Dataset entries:
* start *
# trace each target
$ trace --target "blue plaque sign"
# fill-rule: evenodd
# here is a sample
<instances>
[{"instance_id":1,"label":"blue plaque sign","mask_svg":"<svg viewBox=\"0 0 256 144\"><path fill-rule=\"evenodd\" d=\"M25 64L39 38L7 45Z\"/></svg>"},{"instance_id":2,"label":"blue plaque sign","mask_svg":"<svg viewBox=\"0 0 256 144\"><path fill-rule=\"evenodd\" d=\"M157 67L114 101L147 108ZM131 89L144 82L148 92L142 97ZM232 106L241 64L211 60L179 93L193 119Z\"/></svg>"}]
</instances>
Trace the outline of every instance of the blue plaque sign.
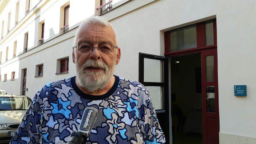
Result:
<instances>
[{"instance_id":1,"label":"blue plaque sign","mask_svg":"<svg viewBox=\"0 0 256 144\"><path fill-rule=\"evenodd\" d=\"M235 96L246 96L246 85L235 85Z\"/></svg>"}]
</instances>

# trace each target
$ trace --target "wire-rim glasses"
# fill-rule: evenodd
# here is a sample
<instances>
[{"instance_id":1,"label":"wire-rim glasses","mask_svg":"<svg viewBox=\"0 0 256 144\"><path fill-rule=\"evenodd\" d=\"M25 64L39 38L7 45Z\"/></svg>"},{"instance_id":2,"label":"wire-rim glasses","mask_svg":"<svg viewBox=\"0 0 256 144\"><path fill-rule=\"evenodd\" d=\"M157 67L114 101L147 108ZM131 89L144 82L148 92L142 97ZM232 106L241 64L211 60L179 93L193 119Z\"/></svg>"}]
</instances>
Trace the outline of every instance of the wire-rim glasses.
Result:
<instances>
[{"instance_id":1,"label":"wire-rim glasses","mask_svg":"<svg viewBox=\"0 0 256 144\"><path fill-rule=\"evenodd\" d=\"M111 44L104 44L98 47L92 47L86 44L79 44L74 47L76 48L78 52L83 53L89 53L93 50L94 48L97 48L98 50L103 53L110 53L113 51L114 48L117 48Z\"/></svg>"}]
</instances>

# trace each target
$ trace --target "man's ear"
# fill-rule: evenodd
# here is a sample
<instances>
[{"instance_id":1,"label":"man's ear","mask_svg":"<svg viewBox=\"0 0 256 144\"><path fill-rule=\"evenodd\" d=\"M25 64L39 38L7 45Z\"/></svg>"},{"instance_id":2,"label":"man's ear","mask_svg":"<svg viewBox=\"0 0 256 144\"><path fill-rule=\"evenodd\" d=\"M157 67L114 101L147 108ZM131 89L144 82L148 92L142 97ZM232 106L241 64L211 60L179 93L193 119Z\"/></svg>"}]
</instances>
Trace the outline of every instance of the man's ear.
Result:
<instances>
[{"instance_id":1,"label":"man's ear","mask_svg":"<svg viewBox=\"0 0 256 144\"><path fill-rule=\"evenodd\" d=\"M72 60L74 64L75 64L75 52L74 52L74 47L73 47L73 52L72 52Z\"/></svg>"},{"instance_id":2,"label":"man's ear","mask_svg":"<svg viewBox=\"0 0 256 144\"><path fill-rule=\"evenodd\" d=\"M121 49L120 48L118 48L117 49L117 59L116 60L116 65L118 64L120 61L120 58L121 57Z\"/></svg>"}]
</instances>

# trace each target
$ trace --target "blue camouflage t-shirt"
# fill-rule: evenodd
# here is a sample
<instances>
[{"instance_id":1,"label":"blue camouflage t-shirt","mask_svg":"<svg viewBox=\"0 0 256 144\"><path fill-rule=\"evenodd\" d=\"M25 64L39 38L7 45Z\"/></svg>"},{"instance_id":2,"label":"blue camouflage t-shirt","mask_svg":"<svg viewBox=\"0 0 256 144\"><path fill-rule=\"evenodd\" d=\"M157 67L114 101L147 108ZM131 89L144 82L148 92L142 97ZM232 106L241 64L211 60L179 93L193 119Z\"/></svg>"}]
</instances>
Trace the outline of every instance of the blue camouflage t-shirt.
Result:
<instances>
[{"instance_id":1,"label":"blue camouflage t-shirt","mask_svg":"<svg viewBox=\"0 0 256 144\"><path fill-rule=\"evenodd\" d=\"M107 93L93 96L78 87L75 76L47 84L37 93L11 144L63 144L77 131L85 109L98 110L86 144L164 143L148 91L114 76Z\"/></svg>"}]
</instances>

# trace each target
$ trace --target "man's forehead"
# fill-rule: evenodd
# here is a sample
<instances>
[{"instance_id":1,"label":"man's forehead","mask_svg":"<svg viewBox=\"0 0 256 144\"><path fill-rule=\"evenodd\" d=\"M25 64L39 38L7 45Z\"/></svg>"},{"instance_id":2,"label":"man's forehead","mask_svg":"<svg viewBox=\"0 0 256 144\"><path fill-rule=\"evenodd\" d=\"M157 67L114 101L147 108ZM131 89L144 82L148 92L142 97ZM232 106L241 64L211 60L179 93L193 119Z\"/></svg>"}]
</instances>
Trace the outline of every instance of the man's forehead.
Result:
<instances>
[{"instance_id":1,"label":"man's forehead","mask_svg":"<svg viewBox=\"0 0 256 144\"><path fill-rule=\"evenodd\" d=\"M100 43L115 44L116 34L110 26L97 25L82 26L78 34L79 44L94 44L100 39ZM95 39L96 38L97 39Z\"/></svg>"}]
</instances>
* end *
* start *
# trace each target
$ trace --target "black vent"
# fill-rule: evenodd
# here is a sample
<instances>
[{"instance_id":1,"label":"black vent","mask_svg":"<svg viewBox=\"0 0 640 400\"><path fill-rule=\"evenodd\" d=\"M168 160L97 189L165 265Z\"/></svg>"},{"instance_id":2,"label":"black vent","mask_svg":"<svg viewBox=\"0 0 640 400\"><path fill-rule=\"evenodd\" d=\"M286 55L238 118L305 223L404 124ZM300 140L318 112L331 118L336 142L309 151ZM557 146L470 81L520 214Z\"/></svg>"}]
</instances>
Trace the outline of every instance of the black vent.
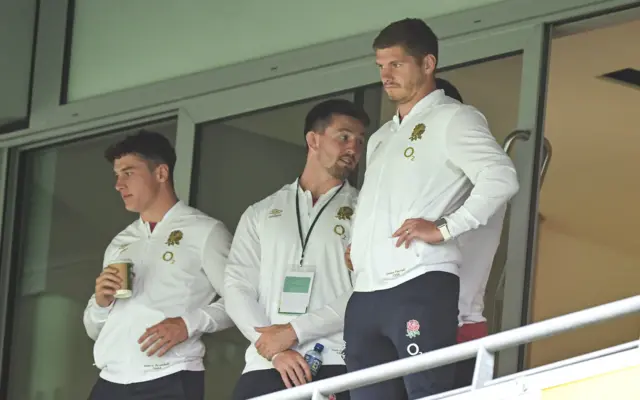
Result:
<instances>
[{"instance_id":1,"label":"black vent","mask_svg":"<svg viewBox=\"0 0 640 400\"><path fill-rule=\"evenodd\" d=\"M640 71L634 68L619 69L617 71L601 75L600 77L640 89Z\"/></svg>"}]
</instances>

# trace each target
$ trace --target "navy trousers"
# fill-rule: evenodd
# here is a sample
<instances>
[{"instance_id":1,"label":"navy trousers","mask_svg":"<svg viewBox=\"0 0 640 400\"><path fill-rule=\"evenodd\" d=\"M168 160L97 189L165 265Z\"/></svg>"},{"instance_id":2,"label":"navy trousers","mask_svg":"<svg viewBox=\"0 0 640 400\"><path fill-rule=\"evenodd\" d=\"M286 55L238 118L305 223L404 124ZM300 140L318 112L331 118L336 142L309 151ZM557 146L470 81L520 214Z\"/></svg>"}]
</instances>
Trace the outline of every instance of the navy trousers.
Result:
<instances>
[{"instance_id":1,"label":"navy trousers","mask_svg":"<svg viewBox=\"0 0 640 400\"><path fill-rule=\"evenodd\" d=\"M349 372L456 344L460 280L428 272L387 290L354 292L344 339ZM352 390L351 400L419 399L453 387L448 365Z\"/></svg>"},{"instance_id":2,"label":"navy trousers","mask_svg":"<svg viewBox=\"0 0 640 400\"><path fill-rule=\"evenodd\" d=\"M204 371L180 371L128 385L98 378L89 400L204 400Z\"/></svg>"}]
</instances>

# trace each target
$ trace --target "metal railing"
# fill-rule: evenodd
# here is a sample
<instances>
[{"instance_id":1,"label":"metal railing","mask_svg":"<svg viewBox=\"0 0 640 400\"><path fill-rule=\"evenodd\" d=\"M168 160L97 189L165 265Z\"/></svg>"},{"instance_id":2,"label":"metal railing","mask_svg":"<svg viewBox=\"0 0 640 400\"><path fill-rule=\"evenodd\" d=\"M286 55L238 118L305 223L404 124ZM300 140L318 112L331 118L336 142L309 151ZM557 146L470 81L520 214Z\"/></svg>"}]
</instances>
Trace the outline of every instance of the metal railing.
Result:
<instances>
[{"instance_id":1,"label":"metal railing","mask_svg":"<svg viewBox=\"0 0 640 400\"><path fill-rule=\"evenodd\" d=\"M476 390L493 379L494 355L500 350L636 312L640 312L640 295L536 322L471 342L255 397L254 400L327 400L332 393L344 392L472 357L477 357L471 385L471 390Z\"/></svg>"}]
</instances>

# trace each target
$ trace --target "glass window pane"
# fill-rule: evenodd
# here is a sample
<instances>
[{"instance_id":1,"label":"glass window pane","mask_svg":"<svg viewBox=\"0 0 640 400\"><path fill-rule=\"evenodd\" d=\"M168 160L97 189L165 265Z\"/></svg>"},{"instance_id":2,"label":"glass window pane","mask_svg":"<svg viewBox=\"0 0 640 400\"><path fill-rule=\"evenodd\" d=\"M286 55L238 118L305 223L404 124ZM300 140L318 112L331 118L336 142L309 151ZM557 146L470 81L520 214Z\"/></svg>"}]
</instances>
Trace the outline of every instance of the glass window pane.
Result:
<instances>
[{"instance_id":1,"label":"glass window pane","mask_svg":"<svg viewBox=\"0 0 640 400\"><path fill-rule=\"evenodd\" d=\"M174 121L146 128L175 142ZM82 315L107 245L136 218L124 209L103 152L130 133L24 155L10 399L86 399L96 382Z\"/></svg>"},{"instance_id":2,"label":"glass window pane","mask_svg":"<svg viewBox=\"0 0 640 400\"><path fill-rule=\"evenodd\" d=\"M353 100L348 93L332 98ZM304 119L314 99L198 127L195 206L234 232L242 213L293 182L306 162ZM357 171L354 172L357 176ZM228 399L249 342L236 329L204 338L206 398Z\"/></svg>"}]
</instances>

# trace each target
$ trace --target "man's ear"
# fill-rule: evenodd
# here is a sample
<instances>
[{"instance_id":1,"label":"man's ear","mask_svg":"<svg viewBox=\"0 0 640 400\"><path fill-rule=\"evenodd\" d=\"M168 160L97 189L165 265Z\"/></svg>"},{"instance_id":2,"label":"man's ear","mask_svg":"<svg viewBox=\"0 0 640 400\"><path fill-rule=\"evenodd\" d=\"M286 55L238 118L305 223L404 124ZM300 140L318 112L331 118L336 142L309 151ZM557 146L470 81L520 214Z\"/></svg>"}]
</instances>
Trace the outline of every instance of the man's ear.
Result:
* end *
What to do. Copy every line of the listing above that contains the word "black".

Solved problem.
$ trace --target "black vent"
[{"instance_id":1,"label":"black vent","mask_svg":"<svg viewBox=\"0 0 640 400\"><path fill-rule=\"evenodd\" d=\"M168 160L97 189L165 265Z\"/></svg>"},{"instance_id":2,"label":"black vent","mask_svg":"<svg viewBox=\"0 0 640 400\"><path fill-rule=\"evenodd\" d=\"M286 55L238 118L305 223L404 124ZM300 140L318 112L331 118L336 142L309 151ZM557 146L470 81L520 214Z\"/></svg>"}]
Trace the outline of every instance of the black vent.
[{"instance_id":1,"label":"black vent","mask_svg":"<svg viewBox=\"0 0 640 400\"><path fill-rule=\"evenodd\" d=\"M640 71L634 68L619 69L617 71L601 75L600 77L640 89Z\"/></svg>"}]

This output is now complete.